-- start of Supplied information --

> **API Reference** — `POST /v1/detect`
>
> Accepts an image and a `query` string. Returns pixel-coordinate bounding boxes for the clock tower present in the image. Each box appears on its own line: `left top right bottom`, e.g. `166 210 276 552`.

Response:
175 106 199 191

-- end of Supplied information --

▸ **Request**
Output the lines of the listing above as a JSON list of strings, one string per line, with blank lines omitted.

▸ **Written solution**
[
  "> **API Reference** — `POST /v1/detect`",
  ">",
  "> Accepts an image and a `query` string. Returns pixel-coordinate bounding boxes for the clock tower present in the image. Each box appears on its own line: `left top right bottom`, e.g. `166 210 276 552`.",
  "Response:",
  "175 106 199 191"
]